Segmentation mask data
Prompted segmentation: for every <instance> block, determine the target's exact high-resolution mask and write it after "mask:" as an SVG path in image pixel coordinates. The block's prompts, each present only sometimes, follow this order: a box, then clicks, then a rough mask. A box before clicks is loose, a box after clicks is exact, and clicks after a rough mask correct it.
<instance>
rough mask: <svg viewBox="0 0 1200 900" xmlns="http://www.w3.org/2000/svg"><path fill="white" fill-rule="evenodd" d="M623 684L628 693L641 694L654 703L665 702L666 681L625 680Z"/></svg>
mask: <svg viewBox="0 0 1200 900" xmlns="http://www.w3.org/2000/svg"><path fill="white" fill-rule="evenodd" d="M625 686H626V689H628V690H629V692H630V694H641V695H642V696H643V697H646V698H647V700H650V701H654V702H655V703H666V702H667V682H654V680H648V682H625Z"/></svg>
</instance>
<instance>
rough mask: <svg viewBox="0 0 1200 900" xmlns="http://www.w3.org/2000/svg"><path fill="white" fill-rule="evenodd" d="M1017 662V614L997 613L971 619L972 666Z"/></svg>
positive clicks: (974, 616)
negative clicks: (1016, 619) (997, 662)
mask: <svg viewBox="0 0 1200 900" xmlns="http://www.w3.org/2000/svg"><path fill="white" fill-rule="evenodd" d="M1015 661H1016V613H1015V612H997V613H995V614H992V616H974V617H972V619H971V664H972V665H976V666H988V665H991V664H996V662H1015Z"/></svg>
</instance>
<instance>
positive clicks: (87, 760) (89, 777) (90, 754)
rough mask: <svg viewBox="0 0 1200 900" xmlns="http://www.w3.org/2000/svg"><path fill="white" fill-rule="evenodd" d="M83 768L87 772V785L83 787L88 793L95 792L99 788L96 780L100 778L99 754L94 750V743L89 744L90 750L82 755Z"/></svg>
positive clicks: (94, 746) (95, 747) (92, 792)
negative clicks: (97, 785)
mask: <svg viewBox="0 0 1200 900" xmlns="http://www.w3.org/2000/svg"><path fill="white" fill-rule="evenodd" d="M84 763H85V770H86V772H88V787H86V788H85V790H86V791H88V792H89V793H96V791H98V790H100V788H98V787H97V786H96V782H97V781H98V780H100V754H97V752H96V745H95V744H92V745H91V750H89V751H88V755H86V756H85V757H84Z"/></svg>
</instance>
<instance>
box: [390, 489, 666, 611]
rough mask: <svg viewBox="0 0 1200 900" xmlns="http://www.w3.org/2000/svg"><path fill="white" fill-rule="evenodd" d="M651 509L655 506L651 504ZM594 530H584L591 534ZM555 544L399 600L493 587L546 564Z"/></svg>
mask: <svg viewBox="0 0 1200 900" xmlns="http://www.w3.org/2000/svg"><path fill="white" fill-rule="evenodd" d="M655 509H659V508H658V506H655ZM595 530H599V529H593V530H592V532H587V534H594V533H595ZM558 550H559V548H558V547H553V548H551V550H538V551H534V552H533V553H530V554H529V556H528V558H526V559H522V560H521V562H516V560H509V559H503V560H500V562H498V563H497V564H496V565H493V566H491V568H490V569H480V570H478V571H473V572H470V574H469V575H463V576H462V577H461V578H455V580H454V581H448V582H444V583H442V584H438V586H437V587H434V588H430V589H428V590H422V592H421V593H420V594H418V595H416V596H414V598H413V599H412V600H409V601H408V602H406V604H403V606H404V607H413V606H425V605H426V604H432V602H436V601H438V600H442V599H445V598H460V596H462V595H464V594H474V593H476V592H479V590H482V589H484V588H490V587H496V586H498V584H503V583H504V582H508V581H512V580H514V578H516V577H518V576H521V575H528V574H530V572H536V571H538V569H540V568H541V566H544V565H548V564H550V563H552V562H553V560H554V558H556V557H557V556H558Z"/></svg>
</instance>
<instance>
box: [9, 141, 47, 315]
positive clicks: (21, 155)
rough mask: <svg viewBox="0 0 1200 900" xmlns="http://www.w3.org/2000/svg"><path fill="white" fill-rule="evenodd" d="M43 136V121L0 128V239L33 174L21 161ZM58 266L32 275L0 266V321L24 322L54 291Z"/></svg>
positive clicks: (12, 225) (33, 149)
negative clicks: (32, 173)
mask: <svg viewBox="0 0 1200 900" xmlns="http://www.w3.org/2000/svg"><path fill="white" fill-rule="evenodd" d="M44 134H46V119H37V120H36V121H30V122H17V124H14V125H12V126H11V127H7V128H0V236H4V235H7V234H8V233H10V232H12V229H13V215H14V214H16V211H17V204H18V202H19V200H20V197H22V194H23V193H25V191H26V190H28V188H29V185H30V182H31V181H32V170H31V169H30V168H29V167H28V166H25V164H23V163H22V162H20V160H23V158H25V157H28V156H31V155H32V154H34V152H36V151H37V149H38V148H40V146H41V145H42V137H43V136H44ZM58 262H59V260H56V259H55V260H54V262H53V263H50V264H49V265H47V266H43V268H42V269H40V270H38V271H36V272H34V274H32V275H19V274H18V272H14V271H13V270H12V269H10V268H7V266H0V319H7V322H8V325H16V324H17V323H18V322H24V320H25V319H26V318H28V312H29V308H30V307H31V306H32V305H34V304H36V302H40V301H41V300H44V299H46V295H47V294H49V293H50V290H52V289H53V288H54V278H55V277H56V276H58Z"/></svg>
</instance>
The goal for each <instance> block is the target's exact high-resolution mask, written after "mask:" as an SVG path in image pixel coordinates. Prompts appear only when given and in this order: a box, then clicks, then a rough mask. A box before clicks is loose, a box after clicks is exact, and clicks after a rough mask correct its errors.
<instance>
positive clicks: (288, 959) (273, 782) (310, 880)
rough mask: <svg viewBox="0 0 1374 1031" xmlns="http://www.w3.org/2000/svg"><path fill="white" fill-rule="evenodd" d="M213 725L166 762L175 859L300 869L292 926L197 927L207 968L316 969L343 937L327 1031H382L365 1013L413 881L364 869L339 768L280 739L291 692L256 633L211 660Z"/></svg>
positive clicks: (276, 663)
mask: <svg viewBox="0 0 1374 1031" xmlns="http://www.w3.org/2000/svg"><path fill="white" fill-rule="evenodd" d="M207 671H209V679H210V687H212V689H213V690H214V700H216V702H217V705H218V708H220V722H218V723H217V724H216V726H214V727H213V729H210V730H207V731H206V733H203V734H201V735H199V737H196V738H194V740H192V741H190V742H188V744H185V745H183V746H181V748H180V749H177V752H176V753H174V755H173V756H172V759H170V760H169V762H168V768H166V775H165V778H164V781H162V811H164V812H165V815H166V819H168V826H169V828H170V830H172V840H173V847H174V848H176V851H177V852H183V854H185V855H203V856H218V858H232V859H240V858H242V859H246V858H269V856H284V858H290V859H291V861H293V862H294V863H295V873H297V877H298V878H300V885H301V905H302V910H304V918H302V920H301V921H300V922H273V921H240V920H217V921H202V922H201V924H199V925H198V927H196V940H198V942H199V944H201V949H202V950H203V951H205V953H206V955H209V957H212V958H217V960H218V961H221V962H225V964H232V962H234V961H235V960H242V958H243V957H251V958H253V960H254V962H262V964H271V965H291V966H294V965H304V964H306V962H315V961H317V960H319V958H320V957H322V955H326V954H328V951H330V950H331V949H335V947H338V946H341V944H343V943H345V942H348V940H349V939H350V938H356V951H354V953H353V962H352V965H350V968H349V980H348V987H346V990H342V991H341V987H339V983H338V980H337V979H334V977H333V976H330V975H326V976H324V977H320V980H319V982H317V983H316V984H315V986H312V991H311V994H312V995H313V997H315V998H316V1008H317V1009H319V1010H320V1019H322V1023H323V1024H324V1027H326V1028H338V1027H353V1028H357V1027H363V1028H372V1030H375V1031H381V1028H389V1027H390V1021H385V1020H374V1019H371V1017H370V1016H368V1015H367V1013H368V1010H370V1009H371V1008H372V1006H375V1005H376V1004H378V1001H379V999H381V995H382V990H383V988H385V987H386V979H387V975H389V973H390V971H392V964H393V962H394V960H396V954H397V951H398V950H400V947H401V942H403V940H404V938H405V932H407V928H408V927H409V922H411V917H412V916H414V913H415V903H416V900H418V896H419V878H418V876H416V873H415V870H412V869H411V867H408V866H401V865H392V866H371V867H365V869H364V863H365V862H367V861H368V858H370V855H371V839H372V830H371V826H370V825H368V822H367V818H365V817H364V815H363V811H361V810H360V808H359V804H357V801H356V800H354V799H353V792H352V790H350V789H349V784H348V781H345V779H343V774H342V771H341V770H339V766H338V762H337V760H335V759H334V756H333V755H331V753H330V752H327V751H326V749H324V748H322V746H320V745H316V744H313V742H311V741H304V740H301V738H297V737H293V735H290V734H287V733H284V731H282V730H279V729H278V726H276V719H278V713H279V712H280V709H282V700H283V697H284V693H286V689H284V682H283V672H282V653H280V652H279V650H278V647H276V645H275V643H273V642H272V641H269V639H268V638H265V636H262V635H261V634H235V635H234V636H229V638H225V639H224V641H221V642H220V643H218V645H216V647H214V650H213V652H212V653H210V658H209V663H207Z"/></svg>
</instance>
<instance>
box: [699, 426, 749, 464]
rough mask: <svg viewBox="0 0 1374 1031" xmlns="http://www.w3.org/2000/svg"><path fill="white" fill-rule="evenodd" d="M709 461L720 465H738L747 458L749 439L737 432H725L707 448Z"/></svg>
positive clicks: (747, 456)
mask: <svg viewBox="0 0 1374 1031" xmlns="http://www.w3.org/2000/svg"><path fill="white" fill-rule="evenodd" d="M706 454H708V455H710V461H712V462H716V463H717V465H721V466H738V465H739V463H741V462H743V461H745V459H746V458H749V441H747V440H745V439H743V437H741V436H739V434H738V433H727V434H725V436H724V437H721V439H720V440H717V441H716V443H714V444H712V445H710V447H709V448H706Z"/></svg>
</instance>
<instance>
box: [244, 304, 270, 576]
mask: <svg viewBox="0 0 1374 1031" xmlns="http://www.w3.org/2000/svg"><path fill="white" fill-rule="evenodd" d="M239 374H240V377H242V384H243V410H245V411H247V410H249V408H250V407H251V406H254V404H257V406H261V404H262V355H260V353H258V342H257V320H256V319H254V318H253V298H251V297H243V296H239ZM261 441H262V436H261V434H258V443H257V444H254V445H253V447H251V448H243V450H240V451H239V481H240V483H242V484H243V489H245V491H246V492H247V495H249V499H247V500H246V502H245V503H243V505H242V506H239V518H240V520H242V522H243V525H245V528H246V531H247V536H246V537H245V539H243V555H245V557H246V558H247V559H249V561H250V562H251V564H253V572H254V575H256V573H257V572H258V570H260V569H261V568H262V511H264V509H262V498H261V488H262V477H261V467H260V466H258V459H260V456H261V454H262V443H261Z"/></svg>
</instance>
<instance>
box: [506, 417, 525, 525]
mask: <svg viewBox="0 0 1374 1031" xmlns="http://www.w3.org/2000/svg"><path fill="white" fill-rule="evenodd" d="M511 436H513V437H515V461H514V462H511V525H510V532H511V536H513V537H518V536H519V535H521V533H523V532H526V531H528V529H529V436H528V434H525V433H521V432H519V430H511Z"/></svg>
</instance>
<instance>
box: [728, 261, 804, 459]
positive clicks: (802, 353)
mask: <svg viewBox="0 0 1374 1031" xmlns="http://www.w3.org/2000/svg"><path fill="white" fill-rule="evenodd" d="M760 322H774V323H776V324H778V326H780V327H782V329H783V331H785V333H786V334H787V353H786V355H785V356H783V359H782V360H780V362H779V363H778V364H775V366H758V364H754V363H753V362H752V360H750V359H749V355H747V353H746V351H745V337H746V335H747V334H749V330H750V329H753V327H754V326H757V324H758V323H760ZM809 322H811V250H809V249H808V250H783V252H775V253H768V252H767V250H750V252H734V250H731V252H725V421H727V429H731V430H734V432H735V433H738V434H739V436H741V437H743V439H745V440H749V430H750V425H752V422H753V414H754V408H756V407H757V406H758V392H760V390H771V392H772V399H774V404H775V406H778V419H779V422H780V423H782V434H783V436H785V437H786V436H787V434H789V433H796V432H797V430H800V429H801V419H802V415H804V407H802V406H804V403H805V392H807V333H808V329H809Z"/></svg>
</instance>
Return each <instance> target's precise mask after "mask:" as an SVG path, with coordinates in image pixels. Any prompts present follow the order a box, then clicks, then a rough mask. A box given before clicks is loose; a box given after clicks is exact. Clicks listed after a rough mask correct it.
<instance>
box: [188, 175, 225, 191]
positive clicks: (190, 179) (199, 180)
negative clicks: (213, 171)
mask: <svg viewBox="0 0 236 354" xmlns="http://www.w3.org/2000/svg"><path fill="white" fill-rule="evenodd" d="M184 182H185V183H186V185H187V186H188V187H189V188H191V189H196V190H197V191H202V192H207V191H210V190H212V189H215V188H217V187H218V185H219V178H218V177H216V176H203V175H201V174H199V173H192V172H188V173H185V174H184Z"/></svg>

What you are asked to do
Copy out every line of the data that includes the word "image".

Answer section
Prompted segmentation: for every <instance> block, determine the target's exact high-resolution mask and write it after "mask:" as an SVG path in image pixel coordinates. The block's prompts, each present only sometimes, follow this order: a box, then clicks, then a rough mask. A box before clicks is loose, a box after clicks is exact, and clicks after a rough mask correct it.
The goal for each <instance> block is the target's exact high-resolution mask, written after "mask:" as an SVG path in image pixel coordinates. Prompts appear only when given and in this order: a box, then clicks, then a rough mask. A box before clicks is loose, a box after clicks is exact, and clicks after a rough mask correct its errors.
Return each <instance> target's precise mask after "mask:" as an SVG path, with coordinates in image pixels. Any prompts present follow the order a box, then clicks, then a rough mask. A box given before clicks is loose; a box given after clicks is exact. Clicks listed after a rough mask correct it.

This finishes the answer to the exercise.